==== Records to use

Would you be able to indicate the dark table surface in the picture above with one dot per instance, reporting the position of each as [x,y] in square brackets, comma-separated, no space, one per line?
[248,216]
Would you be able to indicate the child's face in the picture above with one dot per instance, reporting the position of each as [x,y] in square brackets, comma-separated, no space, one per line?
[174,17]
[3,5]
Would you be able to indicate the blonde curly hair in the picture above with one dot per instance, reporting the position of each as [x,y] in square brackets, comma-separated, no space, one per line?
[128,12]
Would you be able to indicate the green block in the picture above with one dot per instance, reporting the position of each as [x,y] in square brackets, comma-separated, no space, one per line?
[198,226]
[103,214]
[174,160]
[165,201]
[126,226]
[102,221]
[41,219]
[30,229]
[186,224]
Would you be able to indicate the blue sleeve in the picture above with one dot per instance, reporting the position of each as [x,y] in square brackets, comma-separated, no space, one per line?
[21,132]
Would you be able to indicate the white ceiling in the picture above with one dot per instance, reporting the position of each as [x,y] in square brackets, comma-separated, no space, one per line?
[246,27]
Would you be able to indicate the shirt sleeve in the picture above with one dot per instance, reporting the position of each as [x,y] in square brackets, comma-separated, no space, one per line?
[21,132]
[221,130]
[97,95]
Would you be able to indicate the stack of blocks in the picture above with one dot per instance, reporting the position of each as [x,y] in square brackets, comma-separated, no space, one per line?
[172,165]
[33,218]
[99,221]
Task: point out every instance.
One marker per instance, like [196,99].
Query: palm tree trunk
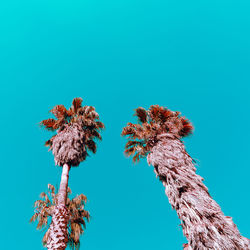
[203,223]
[58,235]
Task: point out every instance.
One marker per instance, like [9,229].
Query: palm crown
[77,129]
[151,123]
[77,215]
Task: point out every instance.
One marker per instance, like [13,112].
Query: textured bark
[68,146]
[58,233]
[204,224]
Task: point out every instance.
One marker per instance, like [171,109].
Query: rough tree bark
[203,223]
[58,235]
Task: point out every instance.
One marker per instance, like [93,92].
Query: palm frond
[156,121]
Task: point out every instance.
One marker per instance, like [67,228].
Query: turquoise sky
[190,56]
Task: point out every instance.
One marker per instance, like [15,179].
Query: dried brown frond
[77,128]
[77,215]
[156,121]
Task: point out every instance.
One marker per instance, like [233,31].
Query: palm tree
[157,136]
[78,216]
[77,129]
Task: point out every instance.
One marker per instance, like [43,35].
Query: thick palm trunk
[204,224]
[58,236]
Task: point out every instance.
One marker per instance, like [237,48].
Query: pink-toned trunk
[58,234]
[204,224]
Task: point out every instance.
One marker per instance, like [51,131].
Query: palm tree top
[77,128]
[77,215]
[155,121]
[86,115]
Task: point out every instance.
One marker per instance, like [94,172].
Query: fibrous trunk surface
[58,233]
[204,224]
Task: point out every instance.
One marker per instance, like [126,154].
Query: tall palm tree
[157,136]
[78,216]
[77,129]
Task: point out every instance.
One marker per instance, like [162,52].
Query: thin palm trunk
[58,236]
[204,224]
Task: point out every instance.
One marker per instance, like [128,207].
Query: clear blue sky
[190,56]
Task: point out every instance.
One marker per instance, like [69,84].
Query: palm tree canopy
[77,215]
[153,122]
[77,129]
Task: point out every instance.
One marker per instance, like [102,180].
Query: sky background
[190,56]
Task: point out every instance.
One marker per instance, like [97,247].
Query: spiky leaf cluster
[153,122]
[77,129]
[77,215]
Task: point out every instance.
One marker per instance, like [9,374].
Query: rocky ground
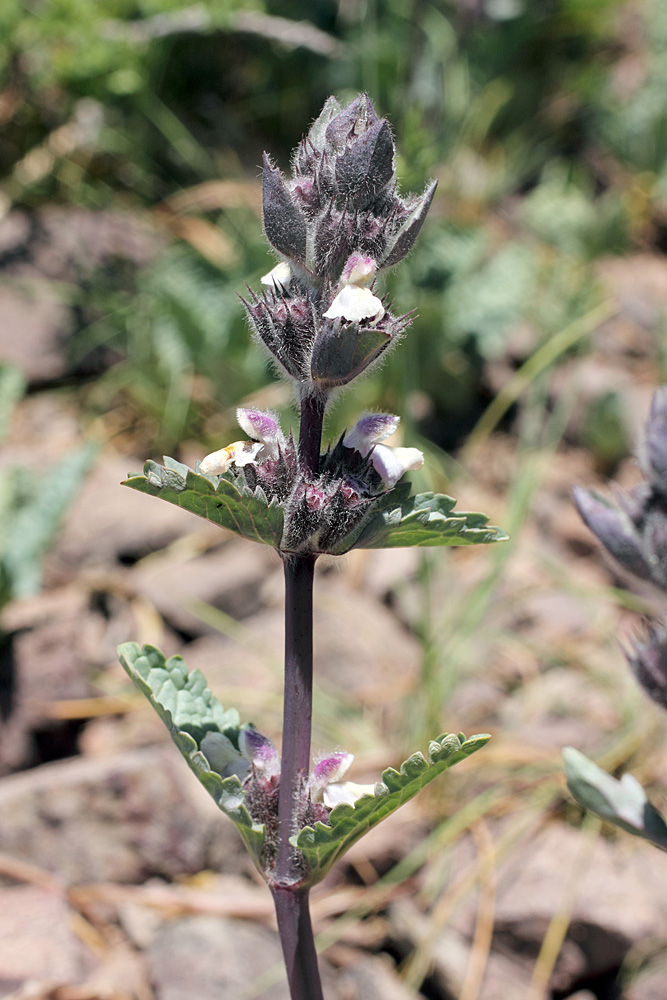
[118,877]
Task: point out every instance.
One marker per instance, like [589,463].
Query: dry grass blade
[481,944]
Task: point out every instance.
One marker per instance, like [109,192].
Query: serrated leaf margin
[227,793]
[432,517]
[324,843]
[218,499]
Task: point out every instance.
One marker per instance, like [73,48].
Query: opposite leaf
[218,499]
[191,713]
[622,803]
[424,520]
[324,843]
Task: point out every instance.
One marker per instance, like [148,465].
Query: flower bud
[648,661]
[401,242]
[260,426]
[369,429]
[259,750]
[367,165]
[329,769]
[284,225]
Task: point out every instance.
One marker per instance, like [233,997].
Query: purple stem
[296,936]
[310,431]
[297,706]
[291,903]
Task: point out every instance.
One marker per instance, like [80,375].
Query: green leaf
[621,802]
[190,712]
[12,386]
[425,519]
[324,843]
[217,498]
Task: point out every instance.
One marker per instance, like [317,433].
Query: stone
[117,819]
[37,942]
[212,957]
[371,978]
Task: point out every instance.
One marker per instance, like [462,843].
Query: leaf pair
[397,519]
[190,712]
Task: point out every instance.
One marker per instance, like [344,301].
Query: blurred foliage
[32,506]
[544,122]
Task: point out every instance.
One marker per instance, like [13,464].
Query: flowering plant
[335,225]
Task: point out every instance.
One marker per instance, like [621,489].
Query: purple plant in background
[633,528]
[335,224]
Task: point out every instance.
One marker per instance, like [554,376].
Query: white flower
[354,303]
[238,453]
[369,429]
[265,430]
[391,463]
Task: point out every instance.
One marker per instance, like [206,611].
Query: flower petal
[355,304]
[260,426]
[259,750]
[369,429]
[391,463]
[347,792]
[278,277]
[239,453]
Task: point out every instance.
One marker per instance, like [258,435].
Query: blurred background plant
[527,116]
[545,122]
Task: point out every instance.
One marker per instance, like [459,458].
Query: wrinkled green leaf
[217,498]
[190,711]
[425,519]
[323,844]
[621,802]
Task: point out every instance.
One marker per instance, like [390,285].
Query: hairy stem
[291,903]
[297,705]
[310,432]
[296,936]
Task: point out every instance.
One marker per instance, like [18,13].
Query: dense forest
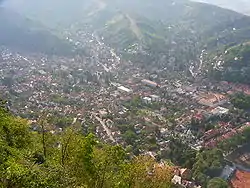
[230,63]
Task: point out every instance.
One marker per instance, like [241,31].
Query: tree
[217,183]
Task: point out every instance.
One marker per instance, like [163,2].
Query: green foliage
[240,100]
[208,163]
[233,142]
[181,154]
[234,64]
[71,160]
[217,183]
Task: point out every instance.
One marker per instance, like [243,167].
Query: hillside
[242,6]
[231,64]
[40,159]
[25,35]
[164,32]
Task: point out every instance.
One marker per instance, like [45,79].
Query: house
[241,179]
[185,173]
[176,180]
[219,111]
[150,83]
[124,89]
[147,100]
[212,99]
[227,172]
[155,98]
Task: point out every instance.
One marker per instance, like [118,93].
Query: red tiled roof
[241,179]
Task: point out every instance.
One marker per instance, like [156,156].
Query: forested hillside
[69,159]
[230,64]
[165,33]
[23,34]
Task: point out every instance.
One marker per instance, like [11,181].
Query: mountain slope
[155,32]
[242,6]
[22,34]
[230,64]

========

Exercise: Copy out every entry exactly as written, but not the pictures.

Answer to this exercise:
Would you be able to indicate the dark table surface in the picture above with one dot per instance, reporting the position of each as [x,y] in square brackets, comma-separated, no space, one per line?
[248,216]
Would you be able to indicate the child's face in the picture above with one dot per instance, reporting the position of each as [x,y] in square brackets, comma-separated, no space, one per line?
[174,17]
[3,5]
Would you be able to indicate the blonde curly hair in the picture above with one dot per instance, reporting the position of each as [x,y] in square brackets, comma-separated, no space, one per line?
[128,12]
Would you be able to indicate the green block in the picture above with one dot per instance, reporting the position of each as [x,y] in square brackets, comma-separated, no space, one per line?
[198,226]
[103,214]
[174,160]
[165,201]
[126,226]
[102,221]
[41,219]
[30,229]
[186,224]
Would you be able to indicate the blue sleeve in the picture above with one dot per instance, reporting the position of each as [x,y] in square brackets, comma-separated, no space, one per line?
[21,132]
Would you be able to indicate the white ceiling in the picture above with one dot per instance, reporting the position of each as [x,y] in square brackets, comma-separated, no space, one per line?
[246,27]
Would you be able to indicate the shirt sleeve in the picture above with one dot per instance, reporting the position of each as [x,y] in square brackets, comma-separated, no space, one per line?
[21,132]
[221,130]
[97,95]
Would you be able to indicate the stack of blocks in the picture above with one dot per instance, reporting the position of each as [x,y] in square brackets, comma-separated, no space, one per line?
[172,165]
[33,218]
[99,221]
Task: point out every instance.
One marker per instance, like [196,99].
Query: palm tree trunk
[203,223]
[58,235]
Task: point out every instance.
One marker per instance, like [9,229].
Query: palm crown
[77,129]
[151,123]
[77,215]
Task: point out every instance.
One marker per instance, like [13,112].
Query: textured bark
[68,146]
[58,233]
[204,224]
Task: point out every instance.
One marker per instance, like [171,109].
Query: rough tree bark
[203,223]
[58,235]
Task: point out every instance.
One marker per instance, like [93,92].
Query: palm frond
[156,121]
Task: point out every instance.
One marker per instance, like [67,228].
Query: turquoise sky
[190,56]
Task: point out every instance.
One marker per instance, like [15,179].
Query: dried brown frond
[77,128]
[77,215]
[156,121]
Task: point out every instance.
One marker per instance, like [233,31].
Query: palm tree
[157,136]
[78,216]
[77,129]
Task: point out every instance.
One marker per instance, like [43,35].
Query: thick palm trunk
[204,224]
[58,236]
Task: point out every instance.
One marker per instance, like [237,48].
Query: pink-toned trunk
[58,234]
[204,224]
Task: point out every instance.
One marker per instance, like [51,131].
Query: palm tree top
[77,128]
[77,215]
[155,121]
[86,115]
Task: point out every instance.
One marker per instance, like [94,172].
Query: fibrous trunk surface
[58,233]
[204,224]
Task: point out every instance.
One marker per instance, like [126,154].
Query: tall palm tree
[157,136]
[78,216]
[77,129]
Task: point out every instance.
One marker per instance, like [162,52].
Query: thin palm trunk
[58,236]
[204,224]
Task: point out every instance.
One marker per instance, like [128,207].
Query: clear blue sky
[190,56]
Task: point out every instance.
One marker per instance, like [69,84].
Query: palm tree canopy
[77,215]
[153,122]
[77,129]
Task: point out every instance.
One marker per instance, like [102,180].
Query: sky background
[190,56]
Task: point out every instance.
One marker per instance, like [97,247].
Query: spiky leaf cluster
[153,122]
[77,129]
[77,215]
Task: point out every instance.
One marker per instance, like [9,374].
Query: rocky ground
[118,877]
Task: point out every instance.
One marker per instance, like [589,463].
Query: dry grass blade
[481,944]
Task: point out every instance.
One marker per instance, like [109,192].
Query: serrated leaf margin
[227,793]
[432,517]
[324,843]
[218,499]
Task: point out every instance.
One marker per instance, like [73,48].
Query: opposite leaf
[218,499]
[191,713]
[622,803]
[424,520]
[324,843]
Task: point out every instance.
One marker per instance, like [148,465].
Query: flower bud
[648,661]
[401,242]
[260,426]
[369,429]
[259,750]
[367,165]
[329,769]
[284,225]
Task: point out every instance.
One marker per instance, like [233,997].
Query: purple stem
[296,936]
[310,431]
[297,706]
[291,903]
Task: point out every instance.
One marker per instance, like [80,375].
Query: green leaf
[621,802]
[190,712]
[12,386]
[425,519]
[324,843]
[217,498]
Task: point out every instance.
One marker per instance, like [317,433].
Query: stone
[117,819]
[37,942]
[212,957]
[371,978]
Task: point out every instance.
One marker per instance, like [462,843].
Query: leaf pair
[397,519]
[190,712]
Task: point out every instance.
One marker per instance, like [344,301].
Query: blurred foliage
[32,506]
[544,122]
Task: point out every instance.
One marker per instance, like [13,464].
Query: flowering plant
[335,225]
Task: point out every instance.
One marker per instance, like [621,489].
Query: purple plant in background
[633,528]
[335,224]
Task: point out every instance.
One marker per instance, like [554,376].
Query: white flower
[354,303]
[238,453]
[369,429]
[265,430]
[391,463]
Task: point out every instance.
One marker per instance, like [206,611].
Query: flower petal
[355,304]
[260,426]
[259,750]
[369,429]
[391,463]
[347,792]
[278,277]
[239,453]
Task: point out every instance.
One marker per instance, like [258,435].
Query: blurred background plant
[527,116]
[545,122]
Task: point out every instance.
One marker per instance, like [459,458].
Query: wrinkled green leaf
[217,498]
[190,711]
[425,519]
[323,844]
[621,802]
Task: point out every instance.
One marker per instance, like [390,285].
Query: hairy stem
[291,903]
[297,705]
[310,432]
[296,936]
Task: point out every instance.
One marker per instance, like [18,13].
Query: dense forest
[230,63]
Task: point out every instance.
One marker per instance, like [241,31].
Query: tree
[217,183]
Task: point out every instance.
One marker per instance, like [163,2].
Query: green foliage
[240,100]
[208,163]
[233,142]
[181,154]
[234,64]
[71,160]
[217,183]
Task: point out every instance.
One marker per instance, like [243,167].
Query: hillside
[242,6]
[231,64]
[40,159]
[25,35]
[164,32]
Task: point out every instance.
One marker per instance, like [45,79].
Query: house
[241,179]
[185,173]
[176,180]
[219,111]
[150,83]
[124,89]
[147,100]
[212,99]
[227,172]
[155,98]
Task: point out every instance.
One marker per instance, like [118,93].
Query: red tiled roof
[241,179]
Task: point out every instance.
One marker per instance, like [156,156].
Query: forested hillside
[69,159]
[230,64]
[165,33]
[23,34]
Task: point out every instance.
One marker per instance, like [11,181].
Query: mountain slope
[155,32]
[242,6]
[22,34]
[230,64]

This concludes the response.